» Instructions for the task:
Give back exactly the lines of the entries below from the line with "indicate the snow pile, a" to the line with "indicate the small", inclusive, and only those.

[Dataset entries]
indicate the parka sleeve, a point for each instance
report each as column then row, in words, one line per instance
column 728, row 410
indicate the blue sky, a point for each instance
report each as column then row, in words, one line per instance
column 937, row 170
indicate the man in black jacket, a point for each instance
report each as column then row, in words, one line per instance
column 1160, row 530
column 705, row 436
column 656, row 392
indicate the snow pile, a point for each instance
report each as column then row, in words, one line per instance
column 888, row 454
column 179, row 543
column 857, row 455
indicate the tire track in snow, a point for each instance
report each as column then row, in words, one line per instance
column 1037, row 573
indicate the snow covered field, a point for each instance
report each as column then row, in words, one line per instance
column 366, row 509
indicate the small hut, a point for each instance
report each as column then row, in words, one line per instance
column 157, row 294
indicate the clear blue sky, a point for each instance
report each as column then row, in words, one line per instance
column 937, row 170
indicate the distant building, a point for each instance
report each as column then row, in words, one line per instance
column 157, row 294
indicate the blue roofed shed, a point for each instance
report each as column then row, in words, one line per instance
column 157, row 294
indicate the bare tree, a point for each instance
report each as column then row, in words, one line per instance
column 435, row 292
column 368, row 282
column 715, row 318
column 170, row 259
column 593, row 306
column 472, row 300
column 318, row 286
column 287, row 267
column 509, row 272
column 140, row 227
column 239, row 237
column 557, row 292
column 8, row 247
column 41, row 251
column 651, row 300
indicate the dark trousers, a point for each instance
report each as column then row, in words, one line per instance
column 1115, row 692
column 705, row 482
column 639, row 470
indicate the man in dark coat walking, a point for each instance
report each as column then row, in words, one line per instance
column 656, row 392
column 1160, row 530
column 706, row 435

==

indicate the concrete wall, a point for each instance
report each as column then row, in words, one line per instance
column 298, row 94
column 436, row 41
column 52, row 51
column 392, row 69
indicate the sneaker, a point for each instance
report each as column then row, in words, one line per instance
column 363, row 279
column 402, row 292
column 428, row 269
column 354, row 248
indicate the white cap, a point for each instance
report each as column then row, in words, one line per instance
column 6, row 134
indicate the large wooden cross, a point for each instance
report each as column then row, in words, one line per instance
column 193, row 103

» Result of this exercise:
indicate the snow pile, a point for each instance
report each as column then row, in words, one line per instance
column 888, row 454
column 179, row 543
column 857, row 455
indicate the tire track in snow, a point for each instance
report each as column then row, in words, one line per instance
column 1037, row 573
indicate the snow covered field, a point for each instance
report each as column then row, in words, one line per instance
column 366, row 509
indicate the small hut, a point for each instance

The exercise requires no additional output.